* [Point labeling examples]:
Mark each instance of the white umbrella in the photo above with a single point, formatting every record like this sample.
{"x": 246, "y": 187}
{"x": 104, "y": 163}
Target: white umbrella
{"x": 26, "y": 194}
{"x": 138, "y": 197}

* [Given instruction]: Lay out each line of the data above as a Markdown table with two columns, Row and Line. Number the rows in order and leave out blank lines.

* [Worked solution]:
| Row | Line |
|---|---|
| 1 | Mark each instance of the white umbrella in the photo above with a single point, formatting every record like this sample. |
| 2 | {"x": 246, "y": 187} |
| 3 | {"x": 104, "y": 163} |
| 4 | Target: white umbrella |
| 5 | {"x": 26, "y": 194} |
| 6 | {"x": 138, "y": 197} |